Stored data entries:
[Start of Attachment]

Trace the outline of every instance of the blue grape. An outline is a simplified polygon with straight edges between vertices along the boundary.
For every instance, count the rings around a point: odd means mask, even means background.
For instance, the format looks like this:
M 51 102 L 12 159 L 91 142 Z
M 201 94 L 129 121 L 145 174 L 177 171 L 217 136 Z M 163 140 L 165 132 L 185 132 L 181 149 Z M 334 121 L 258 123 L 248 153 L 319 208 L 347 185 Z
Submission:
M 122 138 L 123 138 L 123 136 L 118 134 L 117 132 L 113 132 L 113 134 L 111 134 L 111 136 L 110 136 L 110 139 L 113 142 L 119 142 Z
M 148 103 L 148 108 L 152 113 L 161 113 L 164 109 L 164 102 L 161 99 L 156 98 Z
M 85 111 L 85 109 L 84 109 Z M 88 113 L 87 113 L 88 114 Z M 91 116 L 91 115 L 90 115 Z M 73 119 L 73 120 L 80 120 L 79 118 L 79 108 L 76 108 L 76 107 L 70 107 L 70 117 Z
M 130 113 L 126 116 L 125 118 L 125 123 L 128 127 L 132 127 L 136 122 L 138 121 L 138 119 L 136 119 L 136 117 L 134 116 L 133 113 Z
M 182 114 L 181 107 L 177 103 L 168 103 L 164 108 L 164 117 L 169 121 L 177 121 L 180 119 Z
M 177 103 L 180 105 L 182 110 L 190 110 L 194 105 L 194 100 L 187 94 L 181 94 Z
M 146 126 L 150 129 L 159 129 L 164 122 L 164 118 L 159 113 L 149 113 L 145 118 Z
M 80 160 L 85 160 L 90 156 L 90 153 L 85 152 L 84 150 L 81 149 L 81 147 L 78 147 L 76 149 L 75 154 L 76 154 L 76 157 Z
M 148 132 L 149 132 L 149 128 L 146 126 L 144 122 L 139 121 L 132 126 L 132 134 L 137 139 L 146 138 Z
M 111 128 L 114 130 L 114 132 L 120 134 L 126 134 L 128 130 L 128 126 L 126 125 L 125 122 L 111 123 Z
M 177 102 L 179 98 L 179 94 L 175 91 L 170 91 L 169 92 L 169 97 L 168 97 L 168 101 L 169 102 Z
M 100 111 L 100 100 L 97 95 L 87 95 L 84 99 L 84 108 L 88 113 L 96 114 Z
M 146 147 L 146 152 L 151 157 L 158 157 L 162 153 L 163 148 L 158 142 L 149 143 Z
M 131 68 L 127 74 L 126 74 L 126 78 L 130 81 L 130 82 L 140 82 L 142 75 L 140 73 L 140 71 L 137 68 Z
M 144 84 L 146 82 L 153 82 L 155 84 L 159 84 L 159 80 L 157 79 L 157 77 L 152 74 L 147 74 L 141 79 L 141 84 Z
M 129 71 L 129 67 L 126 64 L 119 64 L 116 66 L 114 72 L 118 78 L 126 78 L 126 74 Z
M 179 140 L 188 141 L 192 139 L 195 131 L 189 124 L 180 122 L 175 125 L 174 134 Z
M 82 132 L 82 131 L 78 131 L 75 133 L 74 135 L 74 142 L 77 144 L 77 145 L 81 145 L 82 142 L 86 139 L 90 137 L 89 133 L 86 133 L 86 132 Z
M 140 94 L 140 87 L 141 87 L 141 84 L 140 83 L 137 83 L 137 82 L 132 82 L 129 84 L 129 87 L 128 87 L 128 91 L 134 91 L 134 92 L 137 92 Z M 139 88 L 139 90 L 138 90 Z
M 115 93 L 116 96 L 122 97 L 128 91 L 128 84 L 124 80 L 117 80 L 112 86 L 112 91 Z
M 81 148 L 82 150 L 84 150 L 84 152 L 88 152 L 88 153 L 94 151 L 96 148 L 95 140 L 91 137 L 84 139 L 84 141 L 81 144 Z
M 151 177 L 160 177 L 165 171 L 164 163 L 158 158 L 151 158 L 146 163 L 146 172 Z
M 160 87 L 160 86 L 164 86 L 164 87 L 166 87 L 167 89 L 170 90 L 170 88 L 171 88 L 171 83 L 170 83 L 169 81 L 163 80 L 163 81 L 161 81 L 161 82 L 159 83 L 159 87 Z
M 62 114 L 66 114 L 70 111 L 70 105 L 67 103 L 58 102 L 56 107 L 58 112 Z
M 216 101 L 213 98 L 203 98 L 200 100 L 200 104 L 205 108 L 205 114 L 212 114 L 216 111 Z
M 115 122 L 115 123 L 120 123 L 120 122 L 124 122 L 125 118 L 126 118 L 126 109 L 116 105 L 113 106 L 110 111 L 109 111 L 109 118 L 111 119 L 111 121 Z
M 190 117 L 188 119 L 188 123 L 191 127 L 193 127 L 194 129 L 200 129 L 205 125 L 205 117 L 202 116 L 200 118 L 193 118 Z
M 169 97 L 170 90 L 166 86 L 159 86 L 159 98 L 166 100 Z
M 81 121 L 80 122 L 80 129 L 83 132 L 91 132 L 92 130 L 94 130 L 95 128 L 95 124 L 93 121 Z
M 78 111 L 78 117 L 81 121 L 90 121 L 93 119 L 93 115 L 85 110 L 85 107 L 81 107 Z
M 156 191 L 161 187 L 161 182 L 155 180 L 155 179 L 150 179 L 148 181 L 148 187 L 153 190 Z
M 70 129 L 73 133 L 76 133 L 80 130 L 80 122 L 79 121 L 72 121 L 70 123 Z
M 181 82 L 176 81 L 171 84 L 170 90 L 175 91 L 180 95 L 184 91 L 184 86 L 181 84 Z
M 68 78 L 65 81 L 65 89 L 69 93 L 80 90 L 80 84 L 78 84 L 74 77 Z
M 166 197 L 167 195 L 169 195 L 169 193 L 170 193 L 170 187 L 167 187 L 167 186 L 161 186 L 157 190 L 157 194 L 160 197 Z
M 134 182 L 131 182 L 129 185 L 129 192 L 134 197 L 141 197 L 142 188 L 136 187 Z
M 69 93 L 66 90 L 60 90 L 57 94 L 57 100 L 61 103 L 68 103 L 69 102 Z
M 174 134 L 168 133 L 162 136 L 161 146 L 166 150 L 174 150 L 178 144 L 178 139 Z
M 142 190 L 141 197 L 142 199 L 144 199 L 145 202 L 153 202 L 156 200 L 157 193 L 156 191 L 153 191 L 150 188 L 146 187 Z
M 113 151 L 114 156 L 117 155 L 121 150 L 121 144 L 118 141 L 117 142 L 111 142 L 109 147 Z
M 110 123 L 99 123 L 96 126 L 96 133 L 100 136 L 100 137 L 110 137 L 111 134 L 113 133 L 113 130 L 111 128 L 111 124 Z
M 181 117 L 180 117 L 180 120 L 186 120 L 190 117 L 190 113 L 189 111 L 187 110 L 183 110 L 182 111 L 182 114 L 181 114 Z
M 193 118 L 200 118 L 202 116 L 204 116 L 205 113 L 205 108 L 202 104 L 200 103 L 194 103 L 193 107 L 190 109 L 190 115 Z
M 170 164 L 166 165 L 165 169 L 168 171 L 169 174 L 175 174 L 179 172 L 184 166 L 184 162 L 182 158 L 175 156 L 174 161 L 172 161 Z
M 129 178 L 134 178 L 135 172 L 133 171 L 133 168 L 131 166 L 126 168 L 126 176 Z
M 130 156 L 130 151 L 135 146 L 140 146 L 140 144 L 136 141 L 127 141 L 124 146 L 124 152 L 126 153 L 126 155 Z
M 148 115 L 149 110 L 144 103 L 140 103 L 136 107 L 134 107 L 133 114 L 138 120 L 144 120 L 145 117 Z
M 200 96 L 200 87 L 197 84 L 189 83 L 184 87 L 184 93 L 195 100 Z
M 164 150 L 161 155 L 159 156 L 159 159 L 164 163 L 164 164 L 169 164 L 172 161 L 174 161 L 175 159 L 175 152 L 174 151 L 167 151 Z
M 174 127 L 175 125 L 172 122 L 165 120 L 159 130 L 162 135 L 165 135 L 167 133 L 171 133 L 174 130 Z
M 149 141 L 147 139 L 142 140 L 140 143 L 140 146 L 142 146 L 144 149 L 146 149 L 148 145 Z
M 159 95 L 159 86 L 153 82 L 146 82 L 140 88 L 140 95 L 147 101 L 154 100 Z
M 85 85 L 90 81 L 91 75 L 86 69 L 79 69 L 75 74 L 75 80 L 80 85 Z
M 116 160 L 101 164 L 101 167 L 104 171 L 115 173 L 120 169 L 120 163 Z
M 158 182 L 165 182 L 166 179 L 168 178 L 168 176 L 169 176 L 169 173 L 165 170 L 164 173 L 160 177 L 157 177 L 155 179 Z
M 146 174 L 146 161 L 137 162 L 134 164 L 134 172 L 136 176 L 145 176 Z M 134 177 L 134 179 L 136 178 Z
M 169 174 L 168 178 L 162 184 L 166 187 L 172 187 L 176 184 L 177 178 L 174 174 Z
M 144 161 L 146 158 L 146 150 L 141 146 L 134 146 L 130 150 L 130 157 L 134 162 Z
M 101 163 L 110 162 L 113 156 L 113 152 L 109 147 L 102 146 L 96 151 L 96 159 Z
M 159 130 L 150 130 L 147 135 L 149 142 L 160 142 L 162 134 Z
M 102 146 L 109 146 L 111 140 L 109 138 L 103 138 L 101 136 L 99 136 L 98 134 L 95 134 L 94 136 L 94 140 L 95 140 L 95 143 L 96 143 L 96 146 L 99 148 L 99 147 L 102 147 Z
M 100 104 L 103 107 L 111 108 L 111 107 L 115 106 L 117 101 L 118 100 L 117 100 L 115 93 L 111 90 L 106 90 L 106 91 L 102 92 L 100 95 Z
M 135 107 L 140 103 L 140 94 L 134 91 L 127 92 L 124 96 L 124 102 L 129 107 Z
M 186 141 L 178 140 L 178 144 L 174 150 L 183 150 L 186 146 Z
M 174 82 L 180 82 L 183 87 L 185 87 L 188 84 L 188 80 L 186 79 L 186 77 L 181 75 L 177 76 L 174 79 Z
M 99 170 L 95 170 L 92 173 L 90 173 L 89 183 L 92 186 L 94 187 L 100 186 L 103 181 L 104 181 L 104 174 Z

[End of Attachment]

* _Work to be completed_: Beginning with the line above that contains "For instance, the", copy each line exactly up to and including the line that contains "M 201 94 L 129", and go no further.

* _Response area_:
For instance, the format looks like this:
M 51 102 L 12 159 L 91 142 Z
M 201 94 L 129 121 L 145 174 L 177 171 L 217 136 Z M 163 140 L 165 132 L 185 132 L 181 149 Z M 334 121 L 258 123 L 248 153 L 319 208 L 347 185 Z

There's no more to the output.